--- TAREAS PENDIENTES ---
• A. En el comentario del quinto domingo de Cuaresma, cambia "templo" por "santuario" en el pasaje que va entre "Al amanecer Jesús" y "empujones, entre insultos.", ambos incluidos, y escribe el pasaje con ese cambio.
• B. Traduce al inglés esta oración del comentario del quinto domingo de Cuaresma: «Estamos finalizando un periodo de gracia y de preparación a la Pascua del Señor.»
• C. Prolonga el comentario del quinto domingo de Cuaresma a partir de la última oración que aparece en él.

--- FUENTE ---
□ □ □ □
Fuente: ALFA Y OMEGA
V
Domingo de Cuaresma (ciclo C)
Un
juicio de misericordia
Celebramos el quinto domingo de
Cuaresma. El próximo domingo será Domingo de Ramos. La Cuaresma está llegando a
su culminación. Estamos finalizando un periodo de gracia y de preparación a la
Pascua del Señor. Al igual que los dos domingos anteriores, el Evangelio de hoy
es una invitación a meditar sobre la misericordia de Dios, capaz de recrearnos
y de reabrir un futuro donde tal vez ya no hay esperanza, empujándonos siempre
a la conversión de nuestro corazón.
Al amanecer Jesús va al templo de
Jerusalén, y la gente se precipita hacia Él para escuchar sus enseñanzas. Ahí
acontece este precioso relato del Evangelio. Van a juzgar a una mujer
sorprendida en adulterio. ¿Nos imaginamos la escena? Una mujer desgreñada,
humillada, golpeada, sollozando, con gemidos… La traen a empujones, entre insultos.
La tiran ante Él violentamente. Ella está en el suelo. Los demás –todos
aparentemente dignos–, a su alrededor. Entonces se acercan a Jesús algunos
escribas y fariseos para interrogarle, porque no pueden soportar que Él
«viniera a llamar a los pecadores y no a los justos» (cf. Lc 5, 32), ni pueden
comprender que «acoja a los pecadores y coma con ellos» (cf. Lc 15, 2).
Le preguntan acerca de su opinión sobre
la legislación mosaica que pide apedrear a las adúlteras. No es una teoría, es
real. La mujer está condenada, va a morir. Ellos recurren a la ley de manera
correcta (cf. Lv 20, 10; Dt 22, 22-24), pero en sus corazones hay odio y
maldad. En el fondo no les importa la mujer, sino que buscan desprestigiar a
Jesús, siempre. Le preguntan sobre cómo se sitúa Él frente a la ley de Moisés.
□ □ □ □
--- DATOS PROPORCIONADOS ---

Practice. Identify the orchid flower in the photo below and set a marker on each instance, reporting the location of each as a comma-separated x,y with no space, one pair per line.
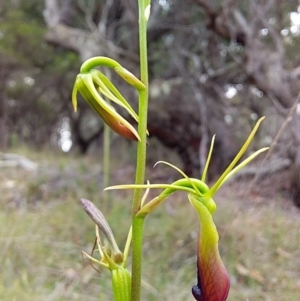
94,86
213,280
111,256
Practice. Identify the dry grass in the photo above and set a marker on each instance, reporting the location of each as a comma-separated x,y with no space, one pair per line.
43,229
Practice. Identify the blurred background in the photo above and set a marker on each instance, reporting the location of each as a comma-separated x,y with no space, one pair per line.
215,67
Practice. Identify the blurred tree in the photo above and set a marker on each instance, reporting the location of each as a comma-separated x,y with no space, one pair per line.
227,62
35,78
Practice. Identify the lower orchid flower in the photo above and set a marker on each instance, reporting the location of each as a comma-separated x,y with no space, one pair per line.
111,256
213,280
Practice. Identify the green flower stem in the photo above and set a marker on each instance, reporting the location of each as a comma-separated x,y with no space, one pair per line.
137,222
106,163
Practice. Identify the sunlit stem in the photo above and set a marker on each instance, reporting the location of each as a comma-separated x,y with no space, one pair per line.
208,159
217,185
127,247
137,222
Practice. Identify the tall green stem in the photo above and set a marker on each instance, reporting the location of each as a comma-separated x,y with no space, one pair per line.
106,163
137,222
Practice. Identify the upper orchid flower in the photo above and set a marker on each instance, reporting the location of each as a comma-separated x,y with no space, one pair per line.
93,85
213,279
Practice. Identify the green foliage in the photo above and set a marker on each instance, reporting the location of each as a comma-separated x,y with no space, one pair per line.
41,236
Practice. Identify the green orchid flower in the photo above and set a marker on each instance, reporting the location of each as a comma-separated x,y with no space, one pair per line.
111,256
213,280
94,86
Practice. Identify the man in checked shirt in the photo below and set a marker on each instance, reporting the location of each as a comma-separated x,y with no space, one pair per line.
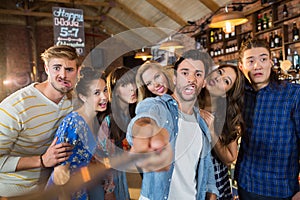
268,161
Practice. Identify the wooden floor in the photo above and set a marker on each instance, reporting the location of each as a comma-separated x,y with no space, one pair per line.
134,183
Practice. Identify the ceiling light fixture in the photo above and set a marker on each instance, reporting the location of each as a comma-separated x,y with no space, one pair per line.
171,45
142,55
228,20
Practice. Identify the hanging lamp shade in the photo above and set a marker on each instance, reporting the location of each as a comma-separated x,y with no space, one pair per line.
171,45
142,55
228,20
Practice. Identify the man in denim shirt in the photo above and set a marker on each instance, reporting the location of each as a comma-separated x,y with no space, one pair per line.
190,174
268,162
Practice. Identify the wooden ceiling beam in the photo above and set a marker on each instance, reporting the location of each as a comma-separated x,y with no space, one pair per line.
86,3
210,4
41,14
127,27
135,15
139,18
165,10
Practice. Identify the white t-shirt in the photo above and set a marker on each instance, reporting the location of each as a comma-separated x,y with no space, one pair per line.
187,152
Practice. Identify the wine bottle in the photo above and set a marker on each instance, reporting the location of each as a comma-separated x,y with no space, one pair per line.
271,40
265,22
296,59
276,39
289,55
270,19
295,32
285,11
220,35
259,23
212,38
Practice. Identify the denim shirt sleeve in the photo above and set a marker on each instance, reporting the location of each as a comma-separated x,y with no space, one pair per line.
148,108
206,155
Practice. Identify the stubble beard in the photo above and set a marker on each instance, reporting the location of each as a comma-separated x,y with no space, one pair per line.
62,90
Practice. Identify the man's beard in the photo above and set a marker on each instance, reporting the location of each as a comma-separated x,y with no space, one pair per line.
62,90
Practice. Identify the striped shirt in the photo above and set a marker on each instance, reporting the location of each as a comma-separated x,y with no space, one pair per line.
268,160
27,127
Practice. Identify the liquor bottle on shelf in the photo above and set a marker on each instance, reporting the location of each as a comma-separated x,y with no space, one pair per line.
280,39
265,22
232,34
204,42
295,32
259,23
289,56
275,60
212,52
276,39
296,60
280,58
212,38
216,35
220,35
285,11
270,19
198,43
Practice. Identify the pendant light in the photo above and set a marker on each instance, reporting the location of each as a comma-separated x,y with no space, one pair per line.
228,20
142,55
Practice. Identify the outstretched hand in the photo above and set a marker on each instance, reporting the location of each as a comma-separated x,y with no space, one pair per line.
153,141
57,153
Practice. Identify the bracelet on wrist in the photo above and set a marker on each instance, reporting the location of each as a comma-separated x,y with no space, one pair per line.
42,162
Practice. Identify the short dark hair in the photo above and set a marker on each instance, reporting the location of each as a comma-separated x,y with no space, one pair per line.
196,55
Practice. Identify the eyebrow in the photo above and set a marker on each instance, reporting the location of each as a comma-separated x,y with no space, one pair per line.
263,54
186,69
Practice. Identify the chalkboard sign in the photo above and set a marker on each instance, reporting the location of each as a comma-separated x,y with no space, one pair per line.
69,28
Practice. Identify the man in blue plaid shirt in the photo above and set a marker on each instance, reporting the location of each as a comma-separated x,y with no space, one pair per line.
268,162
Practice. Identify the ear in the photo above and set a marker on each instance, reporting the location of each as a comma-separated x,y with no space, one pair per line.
82,98
46,69
204,83
272,63
240,66
174,79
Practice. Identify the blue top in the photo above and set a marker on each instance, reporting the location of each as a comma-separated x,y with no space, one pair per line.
74,130
268,160
115,179
164,110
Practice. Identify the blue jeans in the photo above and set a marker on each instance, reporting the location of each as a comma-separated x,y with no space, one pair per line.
244,195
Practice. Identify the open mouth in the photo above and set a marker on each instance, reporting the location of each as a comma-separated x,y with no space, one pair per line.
257,74
211,82
161,89
190,89
64,83
103,104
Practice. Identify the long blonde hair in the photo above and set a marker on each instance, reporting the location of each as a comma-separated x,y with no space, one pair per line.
143,91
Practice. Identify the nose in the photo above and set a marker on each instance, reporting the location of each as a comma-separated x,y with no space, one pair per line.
62,73
257,65
217,78
132,87
191,78
103,96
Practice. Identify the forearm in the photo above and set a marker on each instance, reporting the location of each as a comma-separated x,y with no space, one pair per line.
226,153
210,196
29,163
□ □ □ □
--- RESPUESTAS POR TAREA ---
• A.
Al amanecer Jesús va al santuario de
Jerusalén, y la gente se precipita hacia Él para escuchar sus enseñanzas. Ahí
acontece este precioso relato del Evangelio. Van a juzgar a una mujer
sorprendida en adulterio. ¿Nos imaginamos la escena? Una mujer desgreñada,
humillada, golpeada, sollozando, con gemidos… La traen a empujones, entre insultos.

• B. We are coming to the end of a period of grace and of preparation for the Lord's Easter.

• C.
¿Es un verdadero judío, o en el fondo es un enemigo del pueblo? Como si la ley
fuera el último criterio para determinar quién es quién. Como si el templo
fuera la morada de la ley, y no de la misericordia y del perdón. Están en el
templo, pero en realidad están profanándolo. Jesús no responde. Se limita a
escribir irónicamente con el dedo en el suelo. Pero como le insisten levanta la
mirada, los observa cara a cara, y les dice: «Quien esté libre de pecado que
tire la primera piedra». ¿Os imagináis la mirada de Jesús? Debía de ser
terrible. Y ante esa mirada, la cobardía, el miedo y la huida.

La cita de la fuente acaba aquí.